Texte source
....
Les objectifs de développement durable[7] (également dénommés « post-OMD » ou « pour l’après-2015 ») font l’objet de longs débats, et une proposition finale devrait être négociée lors du prochain Sommet de New York sur l’après-2015 (Siège de l’ONU, septembre 2015). L’objectif de développement durable n° 2 « Éliminer la faim, assurer la sécurité alimentaire, améliorer la nutrition et promouvoir l’agriculture durable » représente une obligation morale ambitieuse, tandis que l’objectif 2.2, plus spécifique, introduit un ensemble d’objectifs mesurables et plutôt contradictoires : mettre fin à toutes les formes de malnutrition d’ici à 2030 (à savoir, retard de croissance, émaciation, sous-alimentation, insuffisance pondérale, anémie et obésité[8]) en réalisant les objectifs fixés au niveau international en matière de retard de croissance et d’émaciation chez les enfants de moins de 5 ans d’ici à 2025[9] . Mettre fin au retard de croissance d’ici à 2030 implique de totalement éradiquer la faim chronique, ce qui semble difficile si l’on en croit les chiffres historiques du taux annuel moyen de régression absolue (TAMRA) indiqué dans le tableau 1, même dans les pays ayant obtenu d’excellents résultats ces dernières années (État de Maharashtra en Inde, Bolivie et Guatemala) ou sur de longues périodes (Brésil, Mauritanie).
....
Données extraites

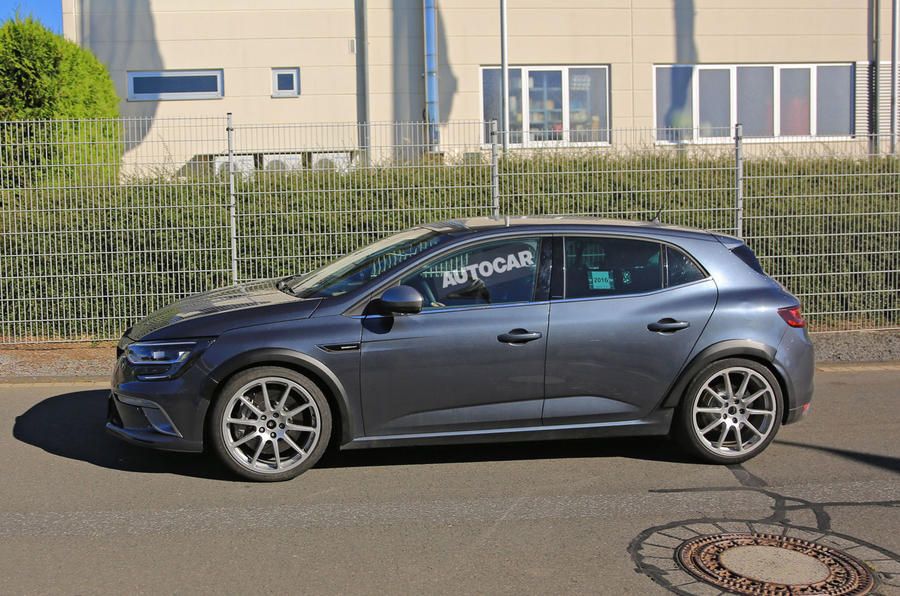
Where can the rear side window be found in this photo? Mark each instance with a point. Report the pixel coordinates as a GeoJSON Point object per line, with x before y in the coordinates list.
{"type": "Point", "coordinates": [680, 269]}
{"type": "Point", "coordinates": [744, 253]}
{"type": "Point", "coordinates": [598, 266]}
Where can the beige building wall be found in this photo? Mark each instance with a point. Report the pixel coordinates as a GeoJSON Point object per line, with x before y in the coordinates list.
{"type": "Point", "coordinates": [247, 40]}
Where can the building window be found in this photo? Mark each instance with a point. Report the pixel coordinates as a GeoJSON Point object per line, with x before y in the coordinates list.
{"type": "Point", "coordinates": [564, 104]}
{"type": "Point", "coordinates": [700, 102]}
{"type": "Point", "coordinates": [175, 84]}
{"type": "Point", "coordinates": [285, 82]}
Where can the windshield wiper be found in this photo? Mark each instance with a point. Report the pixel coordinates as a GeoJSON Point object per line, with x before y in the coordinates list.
{"type": "Point", "coordinates": [282, 284]}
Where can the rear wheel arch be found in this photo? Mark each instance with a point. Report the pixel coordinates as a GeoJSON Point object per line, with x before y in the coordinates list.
{"type": "Point", "coordinates": [746, 349]}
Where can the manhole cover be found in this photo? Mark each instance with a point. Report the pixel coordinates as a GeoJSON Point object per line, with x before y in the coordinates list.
{"type": "Point", "coordinates": [772, 565]}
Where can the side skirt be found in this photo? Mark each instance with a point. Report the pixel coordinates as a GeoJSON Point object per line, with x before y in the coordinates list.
{"type": "Point", "coordinates": [658, 423]}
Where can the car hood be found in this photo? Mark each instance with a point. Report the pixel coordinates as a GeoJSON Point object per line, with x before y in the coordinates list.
{"type": "Point", "coordinates": [211, 313]}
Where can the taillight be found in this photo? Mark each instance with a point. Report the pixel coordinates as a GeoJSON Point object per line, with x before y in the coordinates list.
{"type": "Point", "coordinates": [792, 316]}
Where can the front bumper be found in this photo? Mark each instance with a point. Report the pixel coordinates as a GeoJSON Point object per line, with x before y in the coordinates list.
{"type": "Point", "coordinates": [146, 423]}
{"type": "Point", "coordinates": [164, 414]}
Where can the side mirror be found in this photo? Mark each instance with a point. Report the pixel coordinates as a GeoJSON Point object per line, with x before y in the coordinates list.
{"type": "Point", "coordinates": [401, 299]}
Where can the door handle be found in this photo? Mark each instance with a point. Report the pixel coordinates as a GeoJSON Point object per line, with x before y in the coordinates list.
{"type": "Point", "coordinates": [519, 336]}
{"type": "Point", "coordinates": [668, 325]}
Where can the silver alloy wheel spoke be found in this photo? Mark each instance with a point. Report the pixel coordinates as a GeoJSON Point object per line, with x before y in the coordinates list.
{"type": "Point", "coordinates": [300, 427]}
{"type": "Point", "coordinates": [712, 425]}
{"type": "Point", "coordinates": [743, 388]}
{"type": "Point", "coordinates": [242, 421]}
{"type": "Point", "coordinates": [714, 394]}
{"type": "Point", "coordinates": [271, 424]}
{"type": "Point", "coordinates": [259, 449]}
{"type": "Point", "coordinates": [284, 396]}
{"type": "Point", "coordinates": [753, 397]}
{"type": "Point", "coordinates": [296, 411]}
{"type": "Point", "coordinates": [243, 399]}
{"type": "Point", "coordinates": [720, 413]}
{"type": "Point", "coordinates": [266, 403]}
{"type": "Point", "coordinates": [294, 445]}
{"type": "Point", "coordinates": [244, 439]}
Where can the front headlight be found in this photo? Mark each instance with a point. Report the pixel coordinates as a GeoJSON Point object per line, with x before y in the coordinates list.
{"type": "Point", "coordinates": [155, 360]}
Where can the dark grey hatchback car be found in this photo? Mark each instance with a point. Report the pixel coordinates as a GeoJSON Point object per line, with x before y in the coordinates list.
{"type": "Point", "coordinates": [476, 330]}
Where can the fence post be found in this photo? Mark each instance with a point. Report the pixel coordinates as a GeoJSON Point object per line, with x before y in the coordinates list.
{"type": "Point", "coordinates": [495, 171]}
{"type": "Point", "coordinates": [739, 181]}
{"type": "Point", "coordinates": [232, 200]}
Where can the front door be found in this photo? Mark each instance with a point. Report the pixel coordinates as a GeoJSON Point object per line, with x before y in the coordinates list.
{"type": "Point", "coordinates": [473, 359]}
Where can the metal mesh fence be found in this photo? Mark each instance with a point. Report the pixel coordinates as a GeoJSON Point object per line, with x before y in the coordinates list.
{"type": "Point", "coordinates": [104, 221]}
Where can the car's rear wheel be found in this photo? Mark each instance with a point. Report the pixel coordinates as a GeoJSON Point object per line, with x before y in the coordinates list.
{"type": "Point", "coordinates": [270, 423]}
{"type": "Point", "coordinates": [730, 412]}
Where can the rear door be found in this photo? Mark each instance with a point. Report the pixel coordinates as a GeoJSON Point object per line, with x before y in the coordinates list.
{"type": "Point", "coordinates": [632, 312]}
{"type": "Point", "coordinates": [473, 359]}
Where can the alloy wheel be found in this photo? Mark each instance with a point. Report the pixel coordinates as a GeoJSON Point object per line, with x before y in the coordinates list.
{"type": "Point", "coordinates": [734, 411]}
{"type": "Point", "coordinates": [271, 425]}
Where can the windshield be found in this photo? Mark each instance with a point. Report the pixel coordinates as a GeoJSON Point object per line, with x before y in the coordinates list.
{"type": "Point", "coordinates": [358, 268]}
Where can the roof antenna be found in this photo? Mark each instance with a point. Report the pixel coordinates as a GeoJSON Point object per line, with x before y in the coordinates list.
{"type": "Point", "coordinates": [665, 203]}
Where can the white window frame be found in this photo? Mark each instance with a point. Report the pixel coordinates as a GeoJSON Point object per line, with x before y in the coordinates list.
{"type": "Point", "coordinates": [526, 105]}
{"type": "Point", "coordinates": [776, 111]}
{"type": "Point", "coordinates": [219, 93]}
{"type": "Point", "coordinates": [291, 70]}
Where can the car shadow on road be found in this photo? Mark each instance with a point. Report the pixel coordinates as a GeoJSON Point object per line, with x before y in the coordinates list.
{"type": "Point", "coordinates": [642, 448]}
{"type": "Point", "coordinates": [72, 425]}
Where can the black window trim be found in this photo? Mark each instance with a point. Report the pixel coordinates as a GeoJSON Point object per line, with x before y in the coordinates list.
{"type": "Point", "coordinates": [559, 261]}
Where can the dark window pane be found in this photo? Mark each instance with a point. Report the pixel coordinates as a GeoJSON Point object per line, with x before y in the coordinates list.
{"type": "Point", "coordinates": [680, 268]}
{"type": "Point", "coordinates": [545, 105]}
{"type": "Point", "coordinates": [176, 84]}
{"type": "Point", "coordinates": [794, 101]}
{"type": "Point", "coordinates": [674, 105]}
{"type": "Point", "coordinates": [492, 273]}
{"type": "Point", "coordinates": [285, 82]}
{"type": "Point", "coordinates": [491, 84]}
{"type": "Point", "coordinates": [834, 92]}
{"type": "Point", "coordinates": [715, 103]}
{"type": "Point", "coordinates": [588, 105]}
{"type": "Point", "coordinates": [756, 109]}
{"type": "Point", "coordinates": [597, 266]}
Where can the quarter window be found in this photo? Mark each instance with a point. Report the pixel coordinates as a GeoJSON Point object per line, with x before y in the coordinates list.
{"type": "Point", "coordinates": [680, 269]}
{"type": "Point", "coordinates": [500, 272]}
{"type": "Point", "coordinates": [175, 84]}
{"type": "Point", "coordinates": [598, 266]}
{"type": "Point", "coordinates": [564, 104]}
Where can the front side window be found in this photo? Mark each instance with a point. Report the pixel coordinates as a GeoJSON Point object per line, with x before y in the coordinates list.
{"type": "Point", "coordinates": [699, 101]}
{"type": "Point", "coordinates": [598, 266]}
{"type": "Point", "coordinates": [175, 84]}
{"type": "Point", "coordinates": [562, 104]}
{"type": "Point", "coordinates": [501, 272]}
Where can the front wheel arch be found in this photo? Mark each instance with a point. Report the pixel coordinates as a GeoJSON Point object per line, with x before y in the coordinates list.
{"type": "Point", "coordinates": [300, 363]}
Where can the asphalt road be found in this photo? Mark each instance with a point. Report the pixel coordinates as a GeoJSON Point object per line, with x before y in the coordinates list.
{"type": "Point", "coordinates": [81, 513]}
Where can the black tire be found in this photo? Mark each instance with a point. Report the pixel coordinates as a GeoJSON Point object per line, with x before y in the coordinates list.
{"type": "Point", "coordinates": [730, 412]}
{"type": "Point", "coordinates": [269, 438]}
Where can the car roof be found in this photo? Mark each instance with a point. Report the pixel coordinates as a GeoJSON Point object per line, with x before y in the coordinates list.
{"type": "Point", "coordinates": [561, 223]}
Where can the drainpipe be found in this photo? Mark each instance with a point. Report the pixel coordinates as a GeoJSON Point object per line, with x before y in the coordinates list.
{"type": "Point", "coordinates": [362, 81]}
{"type": "Point", "coordinates": [432, 109]}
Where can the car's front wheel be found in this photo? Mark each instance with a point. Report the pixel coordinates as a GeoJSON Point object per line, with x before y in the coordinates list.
{"type": "Point", "coordinates": [270, 423]}
{"type": "Point", "coordinates": [730, 412]}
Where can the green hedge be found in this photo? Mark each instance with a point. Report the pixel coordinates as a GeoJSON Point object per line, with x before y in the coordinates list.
{"type": "Point", "coordinates": [86, 263]}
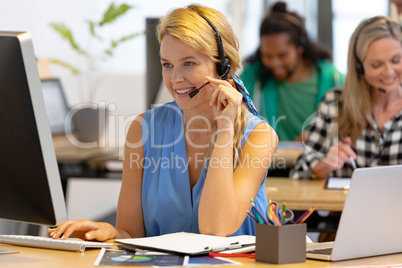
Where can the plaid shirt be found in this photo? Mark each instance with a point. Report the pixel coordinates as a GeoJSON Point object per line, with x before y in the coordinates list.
{"type": "Point", "coordinates": [372, 147]}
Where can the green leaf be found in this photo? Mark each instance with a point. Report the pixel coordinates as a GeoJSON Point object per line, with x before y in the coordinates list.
{"type": "Point", "coordinates": [66, 65]}
{"type": "Point", "coordinates": [66, 34]}
{"type": "Point", "coordinates": [113, 13]}
{"type": "Point", "coordinates": [115, 43]}
{"type": "Point", "coordinates": [92, 26]}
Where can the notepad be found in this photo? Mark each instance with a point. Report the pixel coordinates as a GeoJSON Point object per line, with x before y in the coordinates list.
{"type": "Point", "coordinates": [338, 183]}
{"type": "Point", "coordinates": [190, 243]}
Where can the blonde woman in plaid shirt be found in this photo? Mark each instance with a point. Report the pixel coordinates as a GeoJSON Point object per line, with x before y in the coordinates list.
{"type": "Point", "coordinates": [367, 111]}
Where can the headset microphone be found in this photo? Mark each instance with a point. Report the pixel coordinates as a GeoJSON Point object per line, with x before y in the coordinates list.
{"type": "Point", "coordinates": [195, 92]}
{"type": "Point", "coordinates": [223, 64]}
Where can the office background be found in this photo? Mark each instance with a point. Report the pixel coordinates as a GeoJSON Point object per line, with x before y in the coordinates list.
{"type": "Point", "coordinates": [124, 76]}
{"type": "Point", "coordinates": [123, 82]}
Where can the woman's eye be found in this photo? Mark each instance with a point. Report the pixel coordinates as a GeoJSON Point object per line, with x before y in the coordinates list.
....
Exercice proposé
Résumez sous forme de liste à puces le paragraphe du texte source qui commence par « Les objectifs de développement durable », en conservant ses faits essentiels. Appuyez-vous uniquement sur le texte source.

Exercice corrigé
- Les objectifs de développement durable, aussi appelés « post-OMD » ou « pour l'après-2015 », font l'objet de longs débats. Une proposition finale devrait être négociée au Sommet de New York sur l'après-2015, au Siège de l'ONU, en septembre 2015.
- L'objectif n° 2 consiste à éliminer la faim, assurer la sécurité alimentaire, améliorer la nutrition et promouvoir l'agriculture durable. Il représente une obligation morale ambitieuse.
- L'objectif 2.2 fixe des cibles mesurables et plutôt contradictoires. Il s'agit de mettre fin d'ici à 2030 à toutes les formes de malnutrition : retard de croissance, émaciation, sous-alimentation, insuffisance pondérale, anémie et obésité. Il faut aussi atteindre d'ici à 2025 les objectifs internationaux sur le retard de croissance et l'émaciation des enfants de moins de 5 ans.
- Mettre fin au retard de croissance d'ici à 2030 suppose d'éradiquer totalement la faim chronique. Cela semble difficile au vu des taux annuels moyens de régression absolue (TAMRA) historiques du tableau 1. La difficulté vaut même pour des pays aux excellents résultats récents (État de Maharashtra en Inde, Bolivie, Guatemala) ou aux bons résultats sur de longues périodes (Brésil, Mauritanie).